§ Stated goal
Collect each line of the listing below that contains the string "white". Case matters, so a line qualifies only when its letters match that case.

start

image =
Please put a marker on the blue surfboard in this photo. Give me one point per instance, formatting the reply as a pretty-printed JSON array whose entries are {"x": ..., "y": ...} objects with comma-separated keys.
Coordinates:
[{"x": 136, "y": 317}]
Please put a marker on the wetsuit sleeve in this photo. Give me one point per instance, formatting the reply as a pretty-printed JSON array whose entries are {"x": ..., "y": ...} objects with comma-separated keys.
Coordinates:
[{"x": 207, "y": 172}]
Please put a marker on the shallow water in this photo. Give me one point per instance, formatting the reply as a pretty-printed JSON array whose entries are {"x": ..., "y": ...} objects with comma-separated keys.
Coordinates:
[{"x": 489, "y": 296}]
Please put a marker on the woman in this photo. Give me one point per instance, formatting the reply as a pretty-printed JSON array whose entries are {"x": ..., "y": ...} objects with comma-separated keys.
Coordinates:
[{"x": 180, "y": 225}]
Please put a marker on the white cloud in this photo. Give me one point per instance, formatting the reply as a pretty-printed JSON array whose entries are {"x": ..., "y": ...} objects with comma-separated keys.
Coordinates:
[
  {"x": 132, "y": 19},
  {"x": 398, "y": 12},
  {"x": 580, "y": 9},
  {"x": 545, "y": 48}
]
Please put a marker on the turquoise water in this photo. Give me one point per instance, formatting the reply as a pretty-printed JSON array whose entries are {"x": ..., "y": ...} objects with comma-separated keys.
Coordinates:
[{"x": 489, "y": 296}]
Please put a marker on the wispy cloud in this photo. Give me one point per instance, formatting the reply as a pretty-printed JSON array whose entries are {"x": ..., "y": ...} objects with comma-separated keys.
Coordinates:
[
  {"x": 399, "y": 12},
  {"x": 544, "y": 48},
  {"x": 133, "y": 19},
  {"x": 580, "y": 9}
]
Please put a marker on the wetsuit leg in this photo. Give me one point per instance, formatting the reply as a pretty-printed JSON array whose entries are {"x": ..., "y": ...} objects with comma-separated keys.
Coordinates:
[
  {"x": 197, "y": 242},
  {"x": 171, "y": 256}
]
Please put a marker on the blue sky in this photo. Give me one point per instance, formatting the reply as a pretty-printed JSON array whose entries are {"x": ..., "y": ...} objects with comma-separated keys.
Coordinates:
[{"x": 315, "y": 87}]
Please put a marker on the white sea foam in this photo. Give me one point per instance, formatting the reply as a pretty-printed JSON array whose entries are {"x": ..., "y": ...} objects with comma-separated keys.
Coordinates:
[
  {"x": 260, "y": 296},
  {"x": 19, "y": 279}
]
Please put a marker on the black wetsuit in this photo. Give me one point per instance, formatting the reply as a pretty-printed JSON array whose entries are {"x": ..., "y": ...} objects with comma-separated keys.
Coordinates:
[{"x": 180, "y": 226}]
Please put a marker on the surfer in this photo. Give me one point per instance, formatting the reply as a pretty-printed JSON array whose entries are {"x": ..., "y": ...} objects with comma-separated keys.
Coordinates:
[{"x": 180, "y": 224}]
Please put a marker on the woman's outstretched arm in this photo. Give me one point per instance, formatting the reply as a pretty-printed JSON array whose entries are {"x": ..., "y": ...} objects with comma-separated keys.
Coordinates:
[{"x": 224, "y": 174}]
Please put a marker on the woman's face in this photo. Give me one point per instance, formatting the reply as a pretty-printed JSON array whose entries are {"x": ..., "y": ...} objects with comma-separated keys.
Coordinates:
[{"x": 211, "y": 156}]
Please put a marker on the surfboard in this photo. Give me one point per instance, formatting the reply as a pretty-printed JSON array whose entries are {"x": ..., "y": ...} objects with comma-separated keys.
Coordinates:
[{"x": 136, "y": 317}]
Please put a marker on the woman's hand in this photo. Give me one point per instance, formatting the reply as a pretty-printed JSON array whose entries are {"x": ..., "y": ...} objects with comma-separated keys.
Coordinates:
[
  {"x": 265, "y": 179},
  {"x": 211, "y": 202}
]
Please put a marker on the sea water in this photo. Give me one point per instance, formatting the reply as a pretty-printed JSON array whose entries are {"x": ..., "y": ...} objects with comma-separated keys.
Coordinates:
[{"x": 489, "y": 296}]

end
start

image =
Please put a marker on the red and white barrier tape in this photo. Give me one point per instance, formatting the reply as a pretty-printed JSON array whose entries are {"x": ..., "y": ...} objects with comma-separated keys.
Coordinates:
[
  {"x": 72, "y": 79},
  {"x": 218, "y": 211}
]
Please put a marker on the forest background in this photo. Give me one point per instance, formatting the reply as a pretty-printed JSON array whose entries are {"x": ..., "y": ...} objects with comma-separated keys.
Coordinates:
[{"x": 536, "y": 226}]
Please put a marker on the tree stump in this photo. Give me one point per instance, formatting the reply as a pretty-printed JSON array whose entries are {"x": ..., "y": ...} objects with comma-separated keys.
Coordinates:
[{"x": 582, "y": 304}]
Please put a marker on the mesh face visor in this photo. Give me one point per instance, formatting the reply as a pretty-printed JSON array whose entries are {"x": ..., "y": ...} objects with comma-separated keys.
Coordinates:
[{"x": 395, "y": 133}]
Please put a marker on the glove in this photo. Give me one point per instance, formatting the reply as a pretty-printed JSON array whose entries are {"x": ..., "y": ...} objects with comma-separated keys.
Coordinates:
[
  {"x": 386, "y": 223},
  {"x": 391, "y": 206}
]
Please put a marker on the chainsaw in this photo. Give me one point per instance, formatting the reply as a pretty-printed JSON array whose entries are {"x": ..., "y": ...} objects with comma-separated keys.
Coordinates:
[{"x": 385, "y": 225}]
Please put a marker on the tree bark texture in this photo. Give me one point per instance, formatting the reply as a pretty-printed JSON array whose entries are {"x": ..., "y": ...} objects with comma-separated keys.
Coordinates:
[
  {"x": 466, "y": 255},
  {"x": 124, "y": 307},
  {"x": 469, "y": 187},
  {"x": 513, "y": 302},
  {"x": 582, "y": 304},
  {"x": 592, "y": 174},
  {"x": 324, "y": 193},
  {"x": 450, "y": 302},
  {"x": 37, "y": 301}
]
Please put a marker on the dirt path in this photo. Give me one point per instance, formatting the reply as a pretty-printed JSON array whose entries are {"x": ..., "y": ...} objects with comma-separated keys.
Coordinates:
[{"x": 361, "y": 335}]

end

§ Answer to this problem
Please put a marker on the white cloud in this photo. Give me one point per instance, formatting the reply as a pretty-printed JSON array whose entries are {"x": ..., "y": ...} objects with comma-separated keys.
Please put a marker on the white sea foam in this photo. Give me one point per instance, formatting the reply as a pretty-printed JSON array whose entries are {"x": ..., "y": ...} objects with comma-separated keys.
Please put a marker on the red and white barrier tape in this photo. Give me one point per instance, formatting the reply as a pretty-printed JSON array whose entries are {"x": ..., "y": ...} objects with comma-separated keys.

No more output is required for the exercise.